>> BEGIN GIVEN DATA
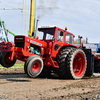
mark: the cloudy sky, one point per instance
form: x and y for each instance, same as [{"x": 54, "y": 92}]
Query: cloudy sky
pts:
[{"x": 82, "y": 17}]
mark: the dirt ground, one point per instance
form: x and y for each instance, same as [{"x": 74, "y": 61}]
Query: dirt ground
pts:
>> END GIVEN DATA
Please change every "instance" in the material above to "object", leaving everything else as it is. Omit the pictures from your answer.

= EXERCISE OUTPUT =
mark: the cloudy sky, one point per object
form: x and y for each object, same as [{"x": 54, "y": 92}]
Query: cloudy sky
pts:
[{"x": 82, "y": 17}]
mark: the dirt ground, one point per object
form: x and y for each object, same as [{"x": 74, "y": 61}]
Query: dirt ground
pts:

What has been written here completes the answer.